Collected data entries

※

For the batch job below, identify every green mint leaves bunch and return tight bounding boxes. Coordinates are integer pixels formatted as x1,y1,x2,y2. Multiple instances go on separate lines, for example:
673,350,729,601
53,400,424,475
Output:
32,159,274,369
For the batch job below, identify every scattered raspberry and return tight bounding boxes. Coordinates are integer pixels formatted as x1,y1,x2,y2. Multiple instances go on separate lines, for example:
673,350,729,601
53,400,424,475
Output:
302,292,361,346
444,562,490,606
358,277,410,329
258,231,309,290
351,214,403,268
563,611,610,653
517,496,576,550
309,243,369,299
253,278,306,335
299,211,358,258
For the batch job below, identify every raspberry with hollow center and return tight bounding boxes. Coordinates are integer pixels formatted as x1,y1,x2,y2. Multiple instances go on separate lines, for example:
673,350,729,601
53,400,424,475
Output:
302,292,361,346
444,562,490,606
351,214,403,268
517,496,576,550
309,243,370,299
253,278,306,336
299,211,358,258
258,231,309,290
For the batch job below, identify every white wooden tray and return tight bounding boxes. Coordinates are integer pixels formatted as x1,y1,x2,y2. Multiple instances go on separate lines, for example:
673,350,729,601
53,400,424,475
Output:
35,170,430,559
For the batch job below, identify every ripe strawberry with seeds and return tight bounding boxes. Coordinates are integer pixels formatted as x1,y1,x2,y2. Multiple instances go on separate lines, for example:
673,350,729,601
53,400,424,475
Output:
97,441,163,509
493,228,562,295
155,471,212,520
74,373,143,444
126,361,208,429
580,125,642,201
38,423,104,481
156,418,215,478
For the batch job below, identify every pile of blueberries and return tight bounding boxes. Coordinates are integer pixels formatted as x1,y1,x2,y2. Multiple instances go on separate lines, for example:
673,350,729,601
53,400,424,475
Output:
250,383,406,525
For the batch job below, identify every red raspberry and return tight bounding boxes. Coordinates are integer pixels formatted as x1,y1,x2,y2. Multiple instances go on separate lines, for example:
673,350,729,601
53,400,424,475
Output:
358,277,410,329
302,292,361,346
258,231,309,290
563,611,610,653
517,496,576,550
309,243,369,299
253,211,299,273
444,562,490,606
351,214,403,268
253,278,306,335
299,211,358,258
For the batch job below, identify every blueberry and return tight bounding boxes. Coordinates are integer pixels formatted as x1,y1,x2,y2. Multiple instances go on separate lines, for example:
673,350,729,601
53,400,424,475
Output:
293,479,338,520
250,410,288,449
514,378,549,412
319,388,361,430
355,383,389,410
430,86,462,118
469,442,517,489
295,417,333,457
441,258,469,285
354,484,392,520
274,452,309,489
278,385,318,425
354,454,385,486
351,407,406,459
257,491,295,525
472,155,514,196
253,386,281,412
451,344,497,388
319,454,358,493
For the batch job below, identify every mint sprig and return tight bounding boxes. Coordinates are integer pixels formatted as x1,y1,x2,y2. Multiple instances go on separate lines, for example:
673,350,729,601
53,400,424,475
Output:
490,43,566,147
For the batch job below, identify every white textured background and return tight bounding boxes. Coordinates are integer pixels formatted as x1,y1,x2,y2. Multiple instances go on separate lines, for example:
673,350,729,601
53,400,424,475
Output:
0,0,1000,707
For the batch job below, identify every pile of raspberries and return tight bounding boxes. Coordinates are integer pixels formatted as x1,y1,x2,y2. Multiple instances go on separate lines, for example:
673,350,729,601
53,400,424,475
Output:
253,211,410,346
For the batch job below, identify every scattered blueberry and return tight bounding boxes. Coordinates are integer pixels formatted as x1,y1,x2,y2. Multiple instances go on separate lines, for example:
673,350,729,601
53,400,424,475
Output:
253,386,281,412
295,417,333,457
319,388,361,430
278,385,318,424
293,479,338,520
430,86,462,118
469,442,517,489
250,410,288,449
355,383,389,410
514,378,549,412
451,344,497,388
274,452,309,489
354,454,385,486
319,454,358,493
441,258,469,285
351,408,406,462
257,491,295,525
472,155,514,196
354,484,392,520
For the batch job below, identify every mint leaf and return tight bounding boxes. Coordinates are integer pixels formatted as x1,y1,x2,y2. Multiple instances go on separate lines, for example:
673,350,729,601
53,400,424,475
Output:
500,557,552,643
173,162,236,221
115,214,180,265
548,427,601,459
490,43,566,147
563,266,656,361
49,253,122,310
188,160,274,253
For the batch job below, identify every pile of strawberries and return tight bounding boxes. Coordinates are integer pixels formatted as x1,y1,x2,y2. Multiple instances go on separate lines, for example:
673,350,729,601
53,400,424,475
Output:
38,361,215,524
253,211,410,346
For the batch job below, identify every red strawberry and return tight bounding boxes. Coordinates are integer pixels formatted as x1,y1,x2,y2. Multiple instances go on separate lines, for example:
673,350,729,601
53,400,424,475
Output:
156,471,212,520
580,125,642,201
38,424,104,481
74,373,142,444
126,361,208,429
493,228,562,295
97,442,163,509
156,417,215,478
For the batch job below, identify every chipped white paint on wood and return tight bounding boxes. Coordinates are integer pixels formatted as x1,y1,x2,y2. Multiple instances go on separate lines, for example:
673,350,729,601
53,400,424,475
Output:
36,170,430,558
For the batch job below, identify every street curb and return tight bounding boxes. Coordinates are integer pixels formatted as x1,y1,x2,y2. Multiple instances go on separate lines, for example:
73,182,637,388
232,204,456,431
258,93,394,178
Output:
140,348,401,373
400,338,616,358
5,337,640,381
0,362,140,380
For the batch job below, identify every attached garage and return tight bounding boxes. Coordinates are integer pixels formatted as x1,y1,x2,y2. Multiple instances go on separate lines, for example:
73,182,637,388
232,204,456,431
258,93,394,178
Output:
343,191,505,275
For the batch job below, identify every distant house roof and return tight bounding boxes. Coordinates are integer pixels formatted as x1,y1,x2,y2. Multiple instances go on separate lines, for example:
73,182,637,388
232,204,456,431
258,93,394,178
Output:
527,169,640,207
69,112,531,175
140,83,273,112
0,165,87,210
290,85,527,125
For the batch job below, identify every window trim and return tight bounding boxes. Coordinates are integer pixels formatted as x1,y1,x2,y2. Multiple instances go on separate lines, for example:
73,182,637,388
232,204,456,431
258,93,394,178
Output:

※

## What you need to do
Find every line in the data above that contains the word "strawberries" and copy each of those lines out in full.

## Task output
For the batch job below, identify every pile of strawberries and return tight bounding boxes. Coordinates are integer pixels formatted as x1,y1,x2,y2. Multiple instances go on separate lines, for example:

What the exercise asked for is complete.